(Data entries)
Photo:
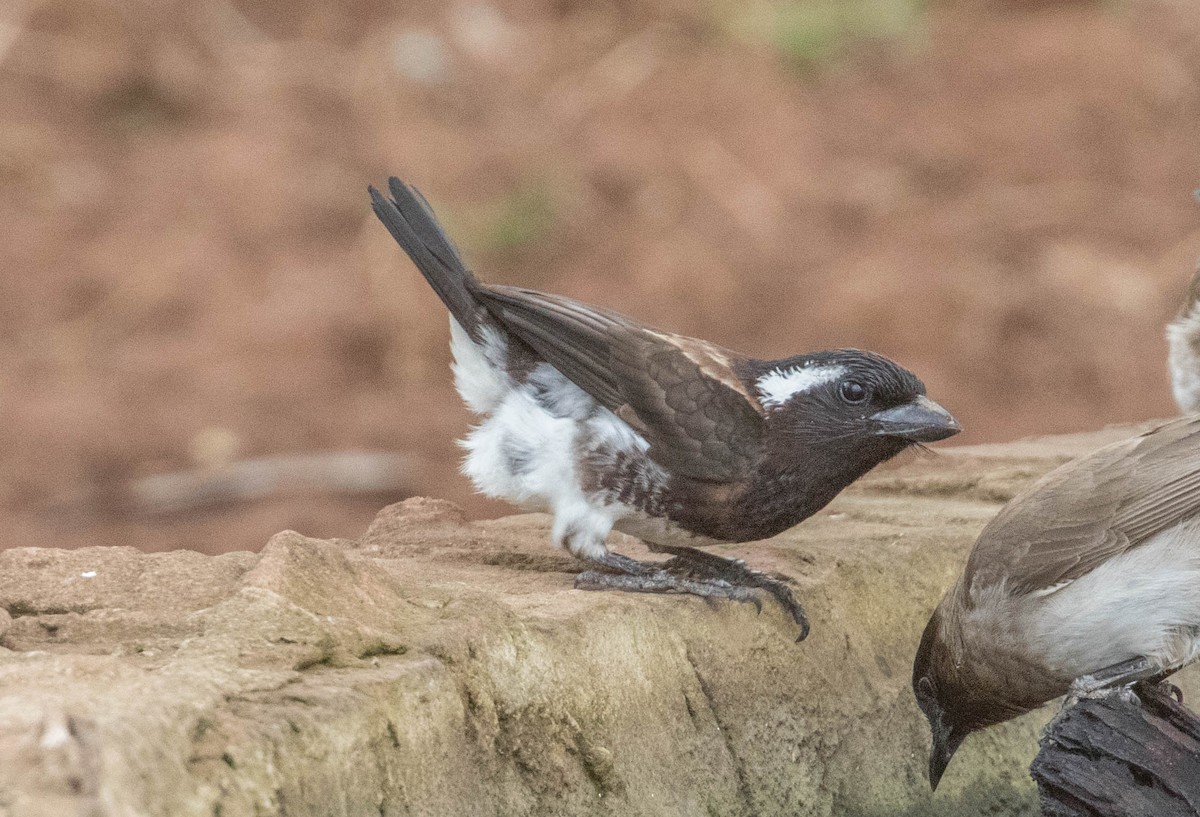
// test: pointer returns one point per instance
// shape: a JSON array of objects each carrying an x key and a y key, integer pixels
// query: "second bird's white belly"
[{"x": 1145, "y": 602}]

__Exercise__
Leave images out of the retyped records; keep all else exact.

__Output of the task__
Photo:
// test: pointer returns one point per instance
// shape: a JSON array of objects each carrying an x key and a y key, integer pixels
// query: "second bird's white belly"
[{"x": 1145, "y": 602}]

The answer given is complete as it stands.